* _GIVEN INSTRUCTION_
Please repeat the material from the line with "If you could pin the silhouetted" to the line with "Target: silhouetted person standing", keeping both of those lines and changing nothing.

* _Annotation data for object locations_
((

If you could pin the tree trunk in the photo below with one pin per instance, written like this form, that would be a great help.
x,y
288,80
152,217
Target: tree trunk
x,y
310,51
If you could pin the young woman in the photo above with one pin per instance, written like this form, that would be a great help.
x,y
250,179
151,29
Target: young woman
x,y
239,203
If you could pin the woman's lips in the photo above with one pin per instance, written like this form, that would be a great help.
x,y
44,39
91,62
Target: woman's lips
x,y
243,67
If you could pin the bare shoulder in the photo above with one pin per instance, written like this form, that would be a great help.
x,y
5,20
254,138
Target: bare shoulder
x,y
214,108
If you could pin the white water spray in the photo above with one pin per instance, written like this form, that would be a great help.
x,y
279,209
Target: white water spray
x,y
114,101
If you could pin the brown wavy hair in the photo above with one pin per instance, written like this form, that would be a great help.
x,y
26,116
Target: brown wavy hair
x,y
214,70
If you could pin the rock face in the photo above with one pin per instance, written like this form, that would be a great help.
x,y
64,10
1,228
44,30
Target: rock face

))
((

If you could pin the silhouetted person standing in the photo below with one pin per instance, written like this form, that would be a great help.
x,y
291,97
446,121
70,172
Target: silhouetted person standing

))
((

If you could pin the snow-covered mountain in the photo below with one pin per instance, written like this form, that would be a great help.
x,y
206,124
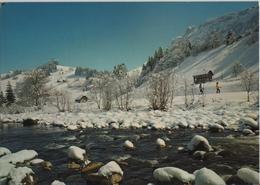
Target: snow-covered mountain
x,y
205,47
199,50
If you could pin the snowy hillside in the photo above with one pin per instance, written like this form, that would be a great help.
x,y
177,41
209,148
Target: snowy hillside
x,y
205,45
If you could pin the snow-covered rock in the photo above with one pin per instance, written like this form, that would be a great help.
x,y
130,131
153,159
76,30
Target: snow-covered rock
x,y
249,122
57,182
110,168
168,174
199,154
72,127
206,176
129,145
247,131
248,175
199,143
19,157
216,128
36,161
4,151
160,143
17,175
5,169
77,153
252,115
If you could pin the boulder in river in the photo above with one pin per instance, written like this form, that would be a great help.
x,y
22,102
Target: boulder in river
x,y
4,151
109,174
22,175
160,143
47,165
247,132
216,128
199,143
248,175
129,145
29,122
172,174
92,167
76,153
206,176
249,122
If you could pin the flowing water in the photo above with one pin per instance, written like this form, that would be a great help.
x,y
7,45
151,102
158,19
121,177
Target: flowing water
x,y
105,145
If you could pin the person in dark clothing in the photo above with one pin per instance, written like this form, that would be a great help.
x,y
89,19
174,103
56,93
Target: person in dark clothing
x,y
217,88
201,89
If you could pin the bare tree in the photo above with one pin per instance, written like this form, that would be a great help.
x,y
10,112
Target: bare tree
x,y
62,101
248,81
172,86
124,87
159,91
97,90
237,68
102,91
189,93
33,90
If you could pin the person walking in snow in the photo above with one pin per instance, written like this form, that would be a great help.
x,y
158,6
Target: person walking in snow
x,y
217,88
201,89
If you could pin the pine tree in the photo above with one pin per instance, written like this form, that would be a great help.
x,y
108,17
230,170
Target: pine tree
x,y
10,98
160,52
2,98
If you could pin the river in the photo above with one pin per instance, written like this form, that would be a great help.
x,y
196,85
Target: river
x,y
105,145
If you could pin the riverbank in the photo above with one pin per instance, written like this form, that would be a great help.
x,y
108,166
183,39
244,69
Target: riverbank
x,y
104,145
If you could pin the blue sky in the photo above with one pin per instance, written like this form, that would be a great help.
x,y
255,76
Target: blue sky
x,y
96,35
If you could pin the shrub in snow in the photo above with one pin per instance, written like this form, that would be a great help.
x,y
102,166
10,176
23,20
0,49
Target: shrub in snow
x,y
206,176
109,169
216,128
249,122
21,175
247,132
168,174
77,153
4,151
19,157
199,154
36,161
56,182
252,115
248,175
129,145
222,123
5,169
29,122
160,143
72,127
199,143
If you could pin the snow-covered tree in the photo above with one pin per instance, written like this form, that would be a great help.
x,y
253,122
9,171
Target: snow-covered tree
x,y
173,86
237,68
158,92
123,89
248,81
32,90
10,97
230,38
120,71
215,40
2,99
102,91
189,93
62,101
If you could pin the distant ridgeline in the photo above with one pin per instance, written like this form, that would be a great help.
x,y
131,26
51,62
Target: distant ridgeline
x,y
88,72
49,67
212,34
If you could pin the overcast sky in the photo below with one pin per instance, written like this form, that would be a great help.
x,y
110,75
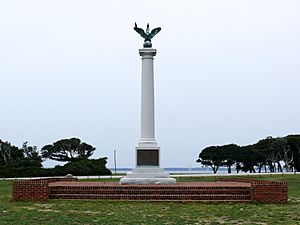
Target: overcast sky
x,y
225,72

))

* _SOLUTION_
If you could pin the silhouetted person standing in the photo below with one pin per instance, written like this form, that would be a great help.
x,y
291,97
446,121
70,172
Target: silhouetted person standing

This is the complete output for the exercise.